Records provided:
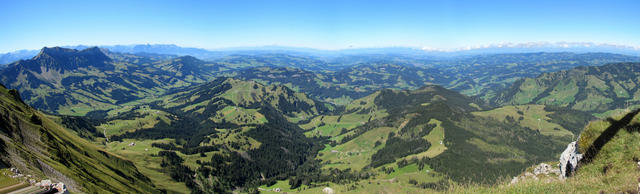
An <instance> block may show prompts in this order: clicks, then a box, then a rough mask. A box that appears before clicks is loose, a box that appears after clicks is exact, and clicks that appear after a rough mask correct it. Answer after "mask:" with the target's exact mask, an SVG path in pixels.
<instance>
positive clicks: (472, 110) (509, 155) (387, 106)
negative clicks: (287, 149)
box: [303, 86, 591, 191]
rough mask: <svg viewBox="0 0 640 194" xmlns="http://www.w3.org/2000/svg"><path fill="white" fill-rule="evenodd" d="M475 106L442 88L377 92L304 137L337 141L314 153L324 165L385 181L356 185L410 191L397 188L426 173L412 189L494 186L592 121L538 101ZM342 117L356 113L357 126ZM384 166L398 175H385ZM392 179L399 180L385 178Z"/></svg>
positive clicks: (329, 167)
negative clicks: (322, 136) (358, 115)
mask: <svg viewBox="0 0 640 194" xmlns="http://www.w3.org/2000/svg"><path fill="white" fill-rule="evenodd" d="M476 103H477V102H475V101H473V100H472V99H470V98H468V97H465V96H463V95H460V94H458V93H455V92H453V91H450V90H446V89H444V88H442V87H439V86H427V87H423V88H421V89H418V90H402V91H400V90H382V91H380V92H377V93H374V94H372V95H370V96H367V97H364V98H362V99H358V100H354V101H353V102H352V103H350V104H349V105H347V107H346V108H345V110H344V111H343V112H342V113H340V114H337V115H333V116H318V117H316V118H314V119H313V120H312V122H310V123H309V124H306V125H303V127H307V128H308V129H309V130H310V131H309V132H308V135H311V136H326V137H329V138H330V139H331V140H332V141H334V143H332V144H330V145H327V147H326V148H325V149H323V150H321V151H320V152H319V154H318V156H317V158H316V159H318V160H320V161H321V163H322V167H323V168H324V169H327V170H331V169H341V170H345V169H353V170H357V171H361V172H376V173H380V174H378V175H376V176H374V177H372V178H371V179H369V180H370V181H383V180H387V181H386V183H385V184H384V186H382V187H377V186H375V185H373V186H370V185H368V184H365V185H361V186H364V188H368V187H376V188H379V189H380V188H385V189H391V190H394V191H409V190H403V189H399V188H402V187H404V186H408V185H409V184H408V183H407V181H409V180H408V179H409V178H410V177H415V178H414V179H420V178H419V177H431V178H425V179H424V180H422V179H421V180H416V181H417V182H418V184H416V185H409V186H411V187H412V188H414V189H415V188H419V187H420V186H419V185H421V184H424V185H426V186H425V187H436V185H439V184H447V183H442V181H445V182H446V180H447V179H451V180H454V181H456V182H466V181H472V182H486V183H492V182H495V181H497V180H498V179H499V178H500V177H502V176H509V175H514V174H517V173H519V172H520V171H521V169H523V168H526V167H528V166H530V165H532V164H534V163H536V162H539V161H546V160H550V159H553V158H555V157H557V154H555V152H559V151H561V150H562V149H563V148H564V145H566V143H568V142H569V141H570V140H571V139H572V137H573V134H574V132H575V131H578V130H579V129H576V127H575V126H576V125H584V124H585V123H586V121H588V119H590V118H591V117H589V116H588V114H586V113H581V112H579V111H573V112H572V111H568V110H564V109H558V110H555V109H550V108H547V107H545V106H543V105H531V106H529V105H527V106H507V107H503V108H500V109H493V110H486V109H484V108H483V106H481V105H478V104H476ZM569 112H570V113H569ZM373 113H375V114H373ZM360 114H362V115H368V116H371V115H379V116H377V117H372V118H371V119H370V120H369V117H358V115H360ZM572 114H575V115H582V116H575V117H571V116H570V115H572ZM584 115H586V116H584ZM339 117H342V118H341V119H340V121H338V120H337V118H339ZM520 117H522V118H520ZM345 118H361V119H360V121H361V123H357V122H354V121H353V120H349V119H347V120H346V121H345ZM538 118H540V119H541V120H540V121H539V123H538V120H537V119H538ZM317 122H320V123H323V124H324V125H318V124H316V123H317ZM560 123H576V124H574V125H568V124H562V125H561V124H560ZM350 124H351V125H350ZM327 126H328V127H327ZM340 127H341V128H345V129H344V130H342V129H340ZM328 128H331V129H328ZM415 145H422V146H418V147H415ZM549 150H552V151H555V152H550V151H549ZM451 161H457V162H451ZM403 162H406V163H408V165H419V166H422V167H421V170H419V171H417V172H416V171H411V172H408V171H407V172H404V170H401V169H404V168H405V167H403V166H400V164H402V163H403ZM384 169H394V170H395V172H392V173H389V174H388V173H386V172H385V170H384ZM401 177H409V178H401ZM393 178H396V179H398V180H400V182H399V183H395V184H394V183H393V181H391V182H389V181H388V180H390V179H393ZM365 182H366V181H365ZM351 184H353V183H351ZM358 184H363V183H362V182H359V183H358ZM333 185H334V186H337V185H335V184H333ZM376 185H378V184H376ZM403 185H404V186H403ZM343 186H344V189H345V190H343V191H361V190H359V189H355V190H349V187H351V185H342V186H339V187H343Z"/></svg>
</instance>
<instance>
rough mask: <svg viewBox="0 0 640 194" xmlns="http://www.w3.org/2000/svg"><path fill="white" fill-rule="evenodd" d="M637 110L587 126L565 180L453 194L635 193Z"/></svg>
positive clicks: (500, 187)
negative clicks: (471, 193)
mask: <svg viewBox="0 0 640 194" xmlns="http://www.w3.org/2000/svg"><path fill="white" fill-rule="evenodd" d="M638 112H640V110H636V111H630V110H626V112H624V113H620V114H616V115H613V116H612V117H609V118H607V119H606V120H599V121H593V122H590V123H589V124H588V125H586V126H585V127H584V128H583V130H582V132H581V133H580V138H579V139H578V141H577V143H578V147H577V148H578V151H579V153H582V154H583V155H582V156H583V157H582V159H581V160H579V162H578V164H579V166H578V168H577V171H576V172H575V173H574V174H573V176H571V177H568V178H567V179H566V180H559V179H558V178H557V177H555V176H550V177H548V176H542V175H540V176H536V178H530V179H526V180H523V181H519V182H517V183H509V182H508V181H507V182H504V183H500V184H497V185H493V186H486V185H484V186H483V185H464V184H456V185H453V186H452V187H450V188H449V190H448V192H452V193H469V192H473V193H598V192H599V193H636V192H638V177H640V165H638V158H640V151H638V150H640V142H638V138H640V134H639V132H640V114H638Z"/></svg>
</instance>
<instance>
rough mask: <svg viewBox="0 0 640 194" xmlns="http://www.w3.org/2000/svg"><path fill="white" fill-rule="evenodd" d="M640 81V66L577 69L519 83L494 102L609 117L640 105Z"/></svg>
mask: <svg viewBox="0 0 640 194" xmlns="http://www.w3.org/2000/svg"><path fill="white" fill-rule="evenodd" d="M639 78H640V63H613V64H608V65H604V66H593V67H577V68H574V69H571V70H566V71H559V72H553V73H545V74H542V75H540V76H538V77H537V78H526V79H522V80H519V81H517V82H516V83H515V84H514V85H513V86H512V87H511V88H510V89H508V90H505V91H503V92H502V93H500V94H499V95H497V97H496V98H494V99H493V101H494V103H496V104H503V105H505V104H546V105H553V106H559V107H568V108H572V109H576V110H582V111H588V112H592V113H606V114H604V115H601V116H605V117H606V116H607V115H609V114H610V113H612V112H611V111H614V110H615V109H624V108H628V107H633V106H635V105H638V104H640V96H639V95H640V86H639V85H638V83H640V79H639ZM607 112H608V113H607ZM614 112H615V111H614ZM597 115H599V114H597Z"/></svg>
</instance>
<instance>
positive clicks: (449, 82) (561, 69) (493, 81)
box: [427, 52, 640, 100]
mask: <svg viewBox="0 0 640 194" xmlns="http://www.w3.org/2000/svg"><path fill="white" fill-rule="evenodd" d="M637 61H640V57H635V56H628V55H620V54H611V53H569V52H557V53H545V52H542V53H513V54H489V55H476V56H470V57H459V58H457V59H451V60H442V61H435V62H432V63H429V64H427V65H428V66H434V67H435V68H437V69H438V70H440V71H441V72H443V74H444V75H447V76H450V77H451V78H452V79H449V80H442V81H439V82H436V83H437V84H440V85H443V86H445V87H446V88H449V89H452V90H455V91H458V92H460V93H462V94H465V95H468V96H479V97H480V98H482V99H483V100H489V99H490V98H493V97H495V95H496V93H498V92H500V91H501V90H502V89H503V88H507V87H509V86H511V84H512V83H513V82H515V81H517V80H518V79H520V78H533V77H536V76H538V75H540V74H542V73H547V72H555V71H561V70H567V69H571V68H574V67H578V66H598V65H604V64H607V63H613V62H637Z"/></svg>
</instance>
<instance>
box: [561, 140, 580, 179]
mask: <svg viewBox="0 0 640 194" xmlns="http://www.w3.org/2000/svg"><path fill="white" fill-rule="evenodd" d="M581 159H582V154H580V153H579V152H578V144H577V143H576V142H575V141H574V142H571V143H569V145H567V149H565V150H564V152H562V154H561V155H560V171H561V174H560V177H561V178H563V179H564V178H567V177H569V176H572V175H573V174H574V173H575V171H576V168H578V162H579V161H580V160H581Z"/></svg>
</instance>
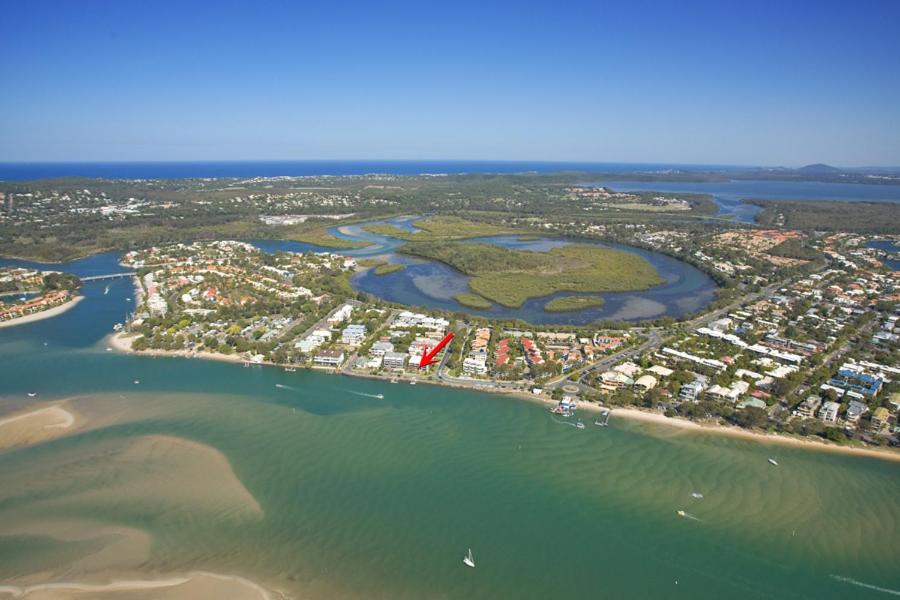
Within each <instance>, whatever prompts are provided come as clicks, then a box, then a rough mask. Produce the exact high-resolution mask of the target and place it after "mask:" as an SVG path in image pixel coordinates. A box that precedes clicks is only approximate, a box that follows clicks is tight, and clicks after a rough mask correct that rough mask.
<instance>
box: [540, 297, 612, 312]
mask: <svg viewBox="0 0 900 600" xmlns="http://www.w3.org/2000/svg"><path fill="white" fill-rule="evenodd" d="M603 304H604V301H603V298H600V297H599V296H564V297H562V298H554V299H553V300H551V301H550V302H548V303H547V304H545V305H544V310H546V311H547V312H570V311H576V310H584V309H585V308H594V307H597V306H603Z"/></svg>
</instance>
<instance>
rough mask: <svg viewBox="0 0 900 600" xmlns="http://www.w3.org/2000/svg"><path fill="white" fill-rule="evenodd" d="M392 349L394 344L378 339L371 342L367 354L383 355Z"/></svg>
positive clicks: (381, 355)
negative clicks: (373, 342) (369, 346)
mask: <svg viewBox="0 0 900 600" xmlns="http://www.w3.org/2000/svg"><path fill="white" fill-rule="evenodd" d="M393 351H394V344H392V343H391V342H387V341H383V340H379V341H377V342H375V343H374V344H372V347H371V348H370V349H369V356H384V355H385V354H386V353H388V352H393Z"/></svg>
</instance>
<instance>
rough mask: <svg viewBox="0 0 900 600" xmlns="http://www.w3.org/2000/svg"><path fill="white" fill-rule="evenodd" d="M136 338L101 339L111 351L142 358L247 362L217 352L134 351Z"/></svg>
mask: <svg viewBox="0 0 900 600" xmlns="http://www.w3.org/2000/svg"><path fill="white" fill-rule="evenodd" d="M136 339H137V337H136V336H135V337H129V336H127V335H126V334H124V333H115V334H111V335H108V336H106V337H105V338H104V339H103V342H104V343H105V344H106V345H107V346H109V347H110V348H112V349H113V350H118V351H119V352H129V353H134V354H142V355H144V356H169V357H180V358H204V359H206V360H218V361H221V362H228V363H242V362H247V361H246V359H244V358H241V357H240V356H237V355H234V354H230V355H229V354H220V353H218V352H192V351H190V350H158V349H154V348H151V349H148V350H140V351H138V350H135V349H134V348H133V347H132V346H133V345H134V340H136Z"/></svg>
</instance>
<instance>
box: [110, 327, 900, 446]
mask: <svg viewBox="0 0 900 600" xmlns="http://www.w3.org/2000/svg"><path fill="white" fill-rule="evenodd" d="M107 342H108V343H109V345H110V346H111V347H113V348H115V349H116V350H119V351H120V352H134V353H135V354H146V355H149V356H181V357H187V358H206V359H210V360H219V361H224V362H232V363H238V362H245V361H244V359H243V358H240V357H238V356H226V355H224V354H216V353H212V352H186V351H169V350H143V351H141V352H135V351H134V350H132V349H131V340H130V339H129V338H123V337H122V336H121V334H116V335H112V336H109V337H108V338H107ZM260 364H261V365H262V366H269V367H279V366H284V365H275V364H272V363H260ZM338 374H340V375H347V376H350V377H363V378H366V379H380V380H382V381H388V380H389V379H390V378H389V377H382V376H378V375H371V374H368V373H343V372H339V373H338ZM401 381H402V382H403V383H407V381H406V380H401ZM417 382H418V383H422V384H428V385H438V386H442V387H451V388H455V389H462V390H468V391H473V392H481V393H486V394H497V395H501V396H514V397H516V398H520V399H523V400H527V401H529V402H535V403H538V404H541V405H544V406H547V407H548V408H549V407H552V406H554V405H556V401H555V400H551V399H550V398H548V397H547V396H543V395H541V396H538V395H535V394H529V393H527V392H521V391H504V390H502V389H491V390H487V389H473V388H470V387H466V386H464V385H458V384H452V383H447V382H441V381H432V380H427V379H417ZM578 409H579V410H581V411H584V412H592V413H597V412H600V411H601V410H606V409H608V410H610V411H611V416H614V417H622V418H625V419H631V420H634V421H643V422H646V423H654V424H656V425H663V426H665V427H673V428H676V429H683V430H687V431H693V432H695V433H704V434H713V435H725V436H730V437H737V438H743V439H746V440H751V441H756V442H762V443H773V444H783V445H789V446H794V447H797V448H805V449H808V450H824V451H826V452H833V453H837V454H845V455H855V456H866V457H869V458H880V459H883V460H890V461H895V462H900V452H895V451H893V450H888V449H879V448H859V447H855V446H839V445H837V444H833V443H830V442H827V441H825V440H818V439H812V438H800V437H794V436H789V435H782V434H774V433H762V432H758V431H750V430H747V429H741V428H739V427H737V426H732V425H719V424H711V423H698V422H696V421H690V420H688V419H684V418H680V417H667V416H665V415H663V414H660V413H658V412H655V411H649V410H640V409H638V408H632V407H628V408H624V407H621V408H620V407H604V406H600V405H599V404H593V403H591V402H584V401H581V402H579V403H578Z"/></svg>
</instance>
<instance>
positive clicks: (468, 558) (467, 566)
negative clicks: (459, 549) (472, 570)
mask: <svg viewBox="0 0 900 600" xmlns="http://www.w3.org/2000/svg"><path fill="white" fill-rule="evenodd" d="M463 564H464V565H466V566H467V567H472V568H473V569H474V568H475V557H474V556H472V549H471V548H469V551H468V552H467V553H466V555H465V556H464V557H463Z"/></svg>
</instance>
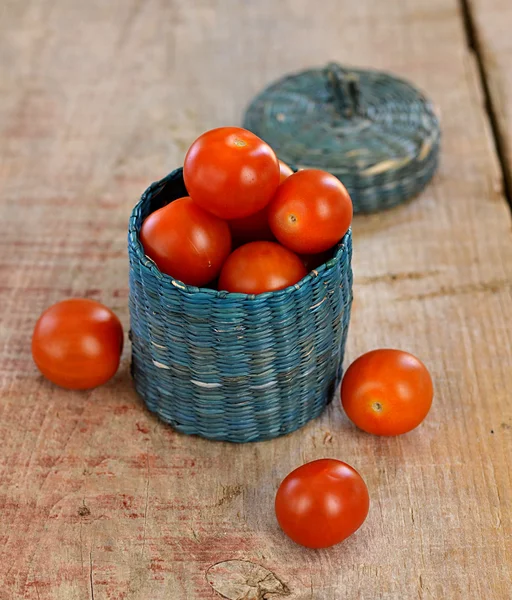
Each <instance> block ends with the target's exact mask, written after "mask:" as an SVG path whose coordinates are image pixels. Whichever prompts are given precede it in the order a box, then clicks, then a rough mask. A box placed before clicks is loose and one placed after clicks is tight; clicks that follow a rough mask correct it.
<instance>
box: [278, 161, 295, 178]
mask: <svg viewBox="0 0 512 600" xmlns="http://www.w3.org/2000/svg"><path fill="white" fill-rule="evenodd" d="M290 175H293V171H292V169H291V168H290V167H289V166H288V165H287V164H286V163H284V162H283V161H282V160H280V161H279V183H283V181H284V180H285V179H288V177H290Z"/></svg>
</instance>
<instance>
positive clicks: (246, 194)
mask: <svg viewBox="0 0 512 600" xmlns="http://www.w3.org/2000/svg"><path fill="white" fill-rule="evenodd" d="M183 177H184V179H185V185H186V187H187V191H188V193H189V194H190V196H191V198H192V199H193V200H194V202H196V203H197V204H198V205H199V206H201V207H202V208H203V209H204V210H207V211H209V212H210V213H212V214H214V215H216V216H217V217H221V218H223V219H240V218H242V217H247V216H249V215H252V214H254V213H256V212H258V211H260V210H262V209H263V208H264V207H265V206H266V205H267V204H268V203H269V202H270V200H271V199H272V197H273V196H274V194H275V193H276V190H277V186H278V185H279V179H280V171H279V162H278V160H277V156H276V155H275V152H274V151H273V150H272V148H271V147H270V146H269V145H268V144H266V143H265V142H264V141H263V140H262V139H260V138H259V137H258V136H256V135H254V134H253V133H251V132H250V131H247V130H246V129H242V128H240V127H219V128H218V129H212V130H211V131H207V132H206V133H203V134H202V135H201V136H200V137H199V138H197V140H196V141H195V142H194V143H193V144H192V145H191V146H190V148H189V150H188V152H187V155H186V156H185V163H184V166H183Z"/></svg>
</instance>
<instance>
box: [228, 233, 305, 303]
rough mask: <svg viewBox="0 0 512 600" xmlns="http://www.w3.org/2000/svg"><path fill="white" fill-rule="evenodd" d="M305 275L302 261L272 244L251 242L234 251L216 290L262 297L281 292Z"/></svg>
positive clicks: (297, 281)
mask: <svg viewBox="0 0 512 600" xmlns="http://www.w3.org/2000/svg"><path fill="white" fill-rule="evenodd" d="M305 275H307V271H306V268H305V267H304V264H303V263H302V261H301V259H300V258H299V257H298V256H297V255H296V254H293V252H290V250H287V249H286V248H283V246H280V245H279V244H276V243H275V242H251V243H250V244H245V245H244V246H241V247H240V248H238V249H237V250H235V251H234V252H233V253H232V254H231V256H230V257H229V258H228V259H227V261H226V263H225V264H224V267H223V268H222V271H221V274H220V277H219V290H226V291H228V292H242V293H244V294H262V293H263V292H272V291H276V290H281V289H283V288H286V287H288V286H290V285H293V284H294V283H297V282H298V281H300V280H301V279H302V278H303V277H304V276H305Z"/></svg>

Task requirements:
Your task is to return the lines above, from the first one up to and including the line containing "positive clicks: (472, 110)", minus any pictures.

Your response:
An <instance> block may show prompts in this order: clicks, then a box, then a rough mask. A box that appears before clicks is loose, a box that appears after clicks is exact, and clicks that appear after a rough mask correct it. Answer after "mask:" with the target's exact mask, an SVG path in pixels.
<instance>
positive clicks: (472, 110) (509, 155) (387, 106)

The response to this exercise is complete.